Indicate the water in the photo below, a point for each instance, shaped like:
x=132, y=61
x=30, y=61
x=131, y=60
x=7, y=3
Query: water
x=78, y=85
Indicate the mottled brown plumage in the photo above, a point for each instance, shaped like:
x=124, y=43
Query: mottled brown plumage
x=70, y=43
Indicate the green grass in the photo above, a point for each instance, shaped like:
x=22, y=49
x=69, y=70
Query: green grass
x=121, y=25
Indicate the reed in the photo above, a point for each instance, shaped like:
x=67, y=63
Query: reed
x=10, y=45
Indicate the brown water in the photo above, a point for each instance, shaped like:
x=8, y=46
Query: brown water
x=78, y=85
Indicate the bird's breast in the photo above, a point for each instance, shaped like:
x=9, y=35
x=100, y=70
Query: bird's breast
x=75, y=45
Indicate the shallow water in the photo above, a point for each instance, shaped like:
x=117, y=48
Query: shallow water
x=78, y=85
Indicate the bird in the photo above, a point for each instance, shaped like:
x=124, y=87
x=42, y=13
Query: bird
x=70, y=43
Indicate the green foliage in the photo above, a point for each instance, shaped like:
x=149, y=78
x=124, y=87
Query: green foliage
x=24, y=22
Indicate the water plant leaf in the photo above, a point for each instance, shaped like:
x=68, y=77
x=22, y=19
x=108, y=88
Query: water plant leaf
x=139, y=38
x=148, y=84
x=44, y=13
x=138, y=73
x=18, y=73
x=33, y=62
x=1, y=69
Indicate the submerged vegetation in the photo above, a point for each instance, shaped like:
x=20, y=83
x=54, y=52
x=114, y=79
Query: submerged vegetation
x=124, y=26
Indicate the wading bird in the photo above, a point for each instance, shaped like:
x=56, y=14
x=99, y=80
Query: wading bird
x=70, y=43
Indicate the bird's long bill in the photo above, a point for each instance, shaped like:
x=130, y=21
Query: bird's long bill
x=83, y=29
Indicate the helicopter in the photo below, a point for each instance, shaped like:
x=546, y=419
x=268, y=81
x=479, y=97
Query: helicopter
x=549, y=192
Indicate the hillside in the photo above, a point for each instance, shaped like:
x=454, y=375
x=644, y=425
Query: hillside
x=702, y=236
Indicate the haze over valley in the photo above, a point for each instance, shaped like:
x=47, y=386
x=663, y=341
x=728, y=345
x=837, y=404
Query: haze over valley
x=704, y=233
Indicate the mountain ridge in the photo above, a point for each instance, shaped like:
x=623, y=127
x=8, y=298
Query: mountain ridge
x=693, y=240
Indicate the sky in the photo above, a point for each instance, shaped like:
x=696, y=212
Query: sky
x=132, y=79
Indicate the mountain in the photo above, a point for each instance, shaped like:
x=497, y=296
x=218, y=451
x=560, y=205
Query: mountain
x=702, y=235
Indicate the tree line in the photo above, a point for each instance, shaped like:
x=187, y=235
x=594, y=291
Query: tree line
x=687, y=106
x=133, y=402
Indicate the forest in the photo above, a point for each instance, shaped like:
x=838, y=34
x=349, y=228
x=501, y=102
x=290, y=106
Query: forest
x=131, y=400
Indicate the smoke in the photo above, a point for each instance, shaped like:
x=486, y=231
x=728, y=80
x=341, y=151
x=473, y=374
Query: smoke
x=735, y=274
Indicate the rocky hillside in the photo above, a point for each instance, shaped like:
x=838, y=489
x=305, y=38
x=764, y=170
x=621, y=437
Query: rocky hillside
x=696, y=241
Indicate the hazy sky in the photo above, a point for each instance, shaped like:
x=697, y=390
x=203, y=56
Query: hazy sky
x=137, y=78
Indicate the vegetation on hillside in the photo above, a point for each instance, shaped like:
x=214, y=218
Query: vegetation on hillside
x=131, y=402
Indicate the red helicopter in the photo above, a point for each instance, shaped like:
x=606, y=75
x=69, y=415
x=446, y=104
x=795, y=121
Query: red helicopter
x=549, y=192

** YOUR ASSIGNMENT **
Exact transcription of the records is all that is wanted.

** YOUR SOLUTION **
Indicate the water in the photo below, a point for each instance, shaped like:
x=132, y=61
x=30, y=61
x=131, y=60
x=7, y=3
Query: water
x=78, y=85
Indicate the mottled brown plumage in the photo above, a point for each instance, shaped like:
x=124, y=43
Query: mottled brown plumage
x=70, y=43
Indicate the green grass in the photo above, a point for each instance, shaped like:
x=22, y=49
x=69, y=70
Query: green grass
x=121, y=25
Indicate the reed in the photo above, a point for each instance, shaped like:
x=67, y=63
Query: reed
x=10, y=45
Indicate the brown water in the photo above, a point for each instance, shaped like:
x=8, y=46
Query: brown water
x=78, y=85
Indicate the bird's breast in the photo above, a point for each instance, shaped like:
x=9, y=35
x=100, y=70
Query: bird's breast
x=75, y=45
Indicate the shallow water in the photo above, a point for each instance, shaped like:
x=117, y=48
Query: shallow water
x=78, y=85
Indicate the bird in the photo above, a point for each instance, shaped like:
x=124, y=87
x=42, y=13
Query: bird
x=70, y=43
Indicate the green foliage in the photo above, a point for each instance, shaped like:
x=149, y=78
x=124, y=87
Query: green foliage
x=24, y=22
Indicate the water plant leaf in the photo above, a point for each instance, shaped like:
x=68, y=77
x=22, y=19
x=108, y=88
Query: water plant leaf
x=139, y=38
x=148, y=84
x=44, y=13
x=138, y=73
x=18, y=73
x=33, y=62
x=1, y=69
Indicate the submerged vegetation in the photo above, a point for each instance, shaped like:
x=20, y=83
x=54, y=52
x=114, y=79
Query: submerged vegetation
x=124, y=26
Indicate the wading bird in the photo above, a point for each instance, shaped like:
x=56, y=14
x=99, y=80
Query: wading bird
x=70, y=43
Indicate the bird's long bill in the photo above, a point for each instance, shaped like:
x=130, y=21
Query: bird's long bill
x=83, y=29
Indicate the helicopter in the photo below, a point for each instance, shaped like:
x=546, y=419
x=268, y=81
x=479, y=97
Query: helicopter
x=549, y=192
Indicate the hillside in the photo above, a point for each instance, shaped like:
x=454, y=375
x=644, y=425
Query: hillside
x=702, y=236
Indicate the haze over valley in the photo above, a point for each instance, shaped like:
x=47, y=386
x=663, y=341
x=728, y=345
x=837, y=404
Query: haze over valley
x=704, y=233
Indicate the mountain ridge in the photo above, a point for each instance, shaped like:
x=623, y=127
x=8, y=298
Query: mountain ridge
x=693, y=240
Indicate the sky in the photo above, a point for each instance, shaped like:
x=696, y=212
Query: sky
x=132, y=79
Indicate the mountain in the photo above, a point for each instance, shaped like:
x=497, y=296
x=218, y=451
x=560, y=205
Query: mountain
x=702, y=235
Indicate the tree line in the photo above, a point for each instance, shaped like:
x=187, y=235
x=594, y=291
Query: tree line
x=687, y=106
x=133, y=402
Indicate the forest in the photo above, a point for each instance, shaped like:
x=838, y=34
x=349, y=228
x=501, y=102
x=290, y=106
Query: forest
x=131, y=400
Indicate the smoke in the photo above, a point for each instance, shaped like:
x=486, y=231
x=728, y=80
x=341, y=151
x=473, y=374
Query: smoke
x=735, y=274
Indicate the rocky hillside in the photo above, a point for each instance, shaped like:
x=838, y=489
x=305, y=38
x=764, y=170
x=621, y=437
Query: rocky hillside
x=696, y=241
Indicate the hazy sky in the photo above, a point for each instance, shaped like:
x=697, y=390
x=203, y=56
Query: hazy sky
x=137, y=78
Indicate the vegetation on hillside in the photo above, a point for each instance, shaped like:
x=214, y=218
Query: vegetation on hillside
x=131, y=402
Indicate the red helicopter in the photo above, a point for each instance, shaped like:
x=606, y=75
x=69, y=415
x=446, y=104
x=795, y=121
Query: red helicopter
x=549, y=192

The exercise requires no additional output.